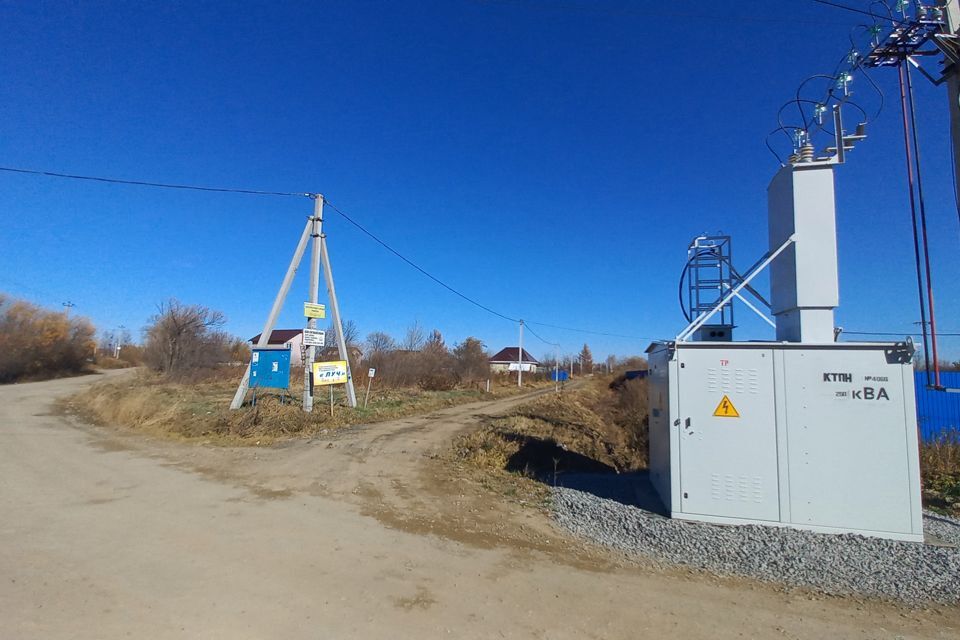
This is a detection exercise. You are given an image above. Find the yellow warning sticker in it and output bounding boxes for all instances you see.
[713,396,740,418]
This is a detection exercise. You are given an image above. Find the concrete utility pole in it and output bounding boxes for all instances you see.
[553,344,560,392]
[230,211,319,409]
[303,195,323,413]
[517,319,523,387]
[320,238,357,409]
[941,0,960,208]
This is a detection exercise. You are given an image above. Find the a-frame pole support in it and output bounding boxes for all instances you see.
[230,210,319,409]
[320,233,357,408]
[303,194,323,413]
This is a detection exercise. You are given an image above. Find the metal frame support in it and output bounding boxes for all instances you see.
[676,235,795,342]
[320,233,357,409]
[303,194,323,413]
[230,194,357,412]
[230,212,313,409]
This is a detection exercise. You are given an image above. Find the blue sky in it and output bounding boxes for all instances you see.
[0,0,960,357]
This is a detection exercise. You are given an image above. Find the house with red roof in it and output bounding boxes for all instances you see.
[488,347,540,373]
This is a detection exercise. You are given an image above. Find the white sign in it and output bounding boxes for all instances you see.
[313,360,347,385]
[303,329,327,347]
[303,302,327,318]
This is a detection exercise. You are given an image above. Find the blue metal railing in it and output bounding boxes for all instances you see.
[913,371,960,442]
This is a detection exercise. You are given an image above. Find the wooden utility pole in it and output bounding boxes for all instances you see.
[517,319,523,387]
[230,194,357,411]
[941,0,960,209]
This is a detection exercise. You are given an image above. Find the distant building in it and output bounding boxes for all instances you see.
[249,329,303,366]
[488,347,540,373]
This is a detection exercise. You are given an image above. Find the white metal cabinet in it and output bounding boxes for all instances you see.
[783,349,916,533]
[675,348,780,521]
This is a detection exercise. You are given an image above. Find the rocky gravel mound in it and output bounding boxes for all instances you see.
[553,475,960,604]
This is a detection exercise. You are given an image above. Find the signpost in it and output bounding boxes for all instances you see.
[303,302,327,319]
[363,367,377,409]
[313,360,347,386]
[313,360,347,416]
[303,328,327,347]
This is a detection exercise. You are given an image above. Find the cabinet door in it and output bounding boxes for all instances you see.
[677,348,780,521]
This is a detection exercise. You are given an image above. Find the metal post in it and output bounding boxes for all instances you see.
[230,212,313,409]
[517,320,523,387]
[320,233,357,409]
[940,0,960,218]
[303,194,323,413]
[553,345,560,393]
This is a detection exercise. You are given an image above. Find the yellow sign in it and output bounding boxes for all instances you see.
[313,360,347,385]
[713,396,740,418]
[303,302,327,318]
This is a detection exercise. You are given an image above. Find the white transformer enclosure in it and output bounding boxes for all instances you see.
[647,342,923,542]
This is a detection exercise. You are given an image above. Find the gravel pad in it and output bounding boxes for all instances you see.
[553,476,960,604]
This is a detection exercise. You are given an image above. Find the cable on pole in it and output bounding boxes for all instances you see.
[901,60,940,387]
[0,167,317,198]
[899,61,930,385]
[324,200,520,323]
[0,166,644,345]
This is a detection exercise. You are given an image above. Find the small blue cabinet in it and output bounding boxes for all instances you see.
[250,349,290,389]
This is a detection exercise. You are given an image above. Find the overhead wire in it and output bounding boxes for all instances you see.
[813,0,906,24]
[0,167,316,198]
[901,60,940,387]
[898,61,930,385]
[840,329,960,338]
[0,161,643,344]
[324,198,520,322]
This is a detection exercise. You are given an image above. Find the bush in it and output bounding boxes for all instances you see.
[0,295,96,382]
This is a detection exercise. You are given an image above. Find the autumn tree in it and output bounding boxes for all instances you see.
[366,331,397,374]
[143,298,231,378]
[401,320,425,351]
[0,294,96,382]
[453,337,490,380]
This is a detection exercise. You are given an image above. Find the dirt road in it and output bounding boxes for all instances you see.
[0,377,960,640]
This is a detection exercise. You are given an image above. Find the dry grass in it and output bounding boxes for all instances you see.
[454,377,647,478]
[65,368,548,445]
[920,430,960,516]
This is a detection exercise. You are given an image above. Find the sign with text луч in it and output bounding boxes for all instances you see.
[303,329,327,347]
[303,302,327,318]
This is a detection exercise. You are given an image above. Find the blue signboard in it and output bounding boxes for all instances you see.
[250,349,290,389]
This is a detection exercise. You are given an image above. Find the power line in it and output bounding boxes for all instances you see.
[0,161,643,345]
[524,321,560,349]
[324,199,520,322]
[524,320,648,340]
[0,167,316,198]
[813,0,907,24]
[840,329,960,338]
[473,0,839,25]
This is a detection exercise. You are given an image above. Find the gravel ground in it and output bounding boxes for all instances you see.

------------------------------------------------------------

- **Written request**
Give the part of the records above that opens with the line containing "Find the rocky" and closes with the line containing "[553,476,960,604]" as a two-column CSV with columns "text" and "answer", one row per record. Put each value in a single quoted field, with any line breaks turned into spaces.

- **Correct answer**
text,answer
"This is a detection exercise. You are given an image above. Find the rocky gravel mound in it and output bounding boxes for all instances you see.","[553,475,960,604]"
"This is a detection exercise. You are given an image above. Find the signpost in it and output bounding boxes for all instances you see.","[303,302,327,319] [363,367,377,409] [313,360,347,386] [313,360,347,416] [303,328,327,347]"
"This is a detection exercise. You are given an image above. Find the cabinet door in it and output bounding boxes for all instances you see.","[677,348,780,521]"
"This is a detection exercise. You are given an image above. Find the metal post in it and output bounding boxes for all instances you see.","[230,212,313,409] [517,320,523,387] [320,233,357,409] [940,0,960,218] [303,194,323,413] [553,345,560,393]"
"This is a detection exercise. You are given an image above. Find the yellow sign in it and output bounding boxes for all instances you see.","[313,360,347,385] [713,396,740,418] [303,302,327,318]"
"This is a detection exercise. You are given an image above. Find the white transformer enclosure in it and output bounding boxes for all instances you see.","[647,342,923,542]"
"This is a detection exercise. You are given an image above. Find the gravel pad in it and output bounding boxes for all instances you see.","[553,476,960,604]"